What you will do: Express each line of the records below as a JSON list of strings, with one string per line and no entries for blank lines. Omit the pictures from the list.

Data excerpts:

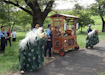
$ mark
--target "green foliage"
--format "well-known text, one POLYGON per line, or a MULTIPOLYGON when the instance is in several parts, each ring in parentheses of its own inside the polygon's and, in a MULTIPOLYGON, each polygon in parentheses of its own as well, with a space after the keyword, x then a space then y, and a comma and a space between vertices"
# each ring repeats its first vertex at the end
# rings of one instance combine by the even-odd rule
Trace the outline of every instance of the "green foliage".
MULTIPOLYGON (((100 41, 105 39, 105 33, 101 32, 101 25, 95 25, 92 26, 92 29, 98 29, 99 33, 99 39, 100 41)), ((85 40, 86 40, 86 29, 88 27, 85 27, 83 29, 82 34, 80 34, 80 29, 77 31, 77 43, 80 48, 83 48, 85 46, 85 40)), ((17 32, 17 38, 16 42, 12 42, 12 47, 8 46, 5 49, 5 54, 0 55, 0 75, 12 75, 11 72, 17 72, 19 71, 19 41, 22 40, 26 35, 26 32, 17 32), (10 73, 10 74, 9 74, 10 73)), ((53 57, 59 56, 59 54, 52 54, 53 57)), ((48 62, 51 60, 50 58, 45 58, 45 62, 48 62)))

Correct answer:
[
  "$ mark",
  "--target \"green foliage\"",
  "--format \"well-known text, one POLYGON per line, or a MULTIPOLYGON when the instance is in several parts, each ring in parentheses of its own inside the polygon's and, in a MULTIPOLYGON, each polygon in parentheses of its own as well, with a space after the keyword, x then a space then y, and a comma and a space between vertices\"",
  "# each ring repeats its first vertex at the end",
  "# rings of one instance combine by the even-odd rule",
  "Trace the outline of every instance of the \"green foliage\".",
  "MULTIPOLYGON (((100 41, 105 39, 105 33, 101 32, 101 25, 95 25, 92 26, 92 29, 98 29, 99 33, 99 39, 100 41)), ((85 40, 86 40, 86 29, 88 27, 85 27, 83 29, 82 34, 80 34, 80 29, 77 31, 77 43, 80 48, 83 48, 85 46, 85 40)), ((17 32, 17 38, 16 42, 12 42, 12 47, 8 46, 5 49, 5 54, 0 55, 0 75, 12 75, 11 72, 17 72, 19 71, 19 41, 22 40, 26 35, 26 32, 17 32), (10 73, 10 74, 9 74, 10 73)), ((53 57, 59 56, 59 54, 52 54, 53 57)), ((48 62, 51 60, 50 58, 45 58, 45 62, 48 62)))"
]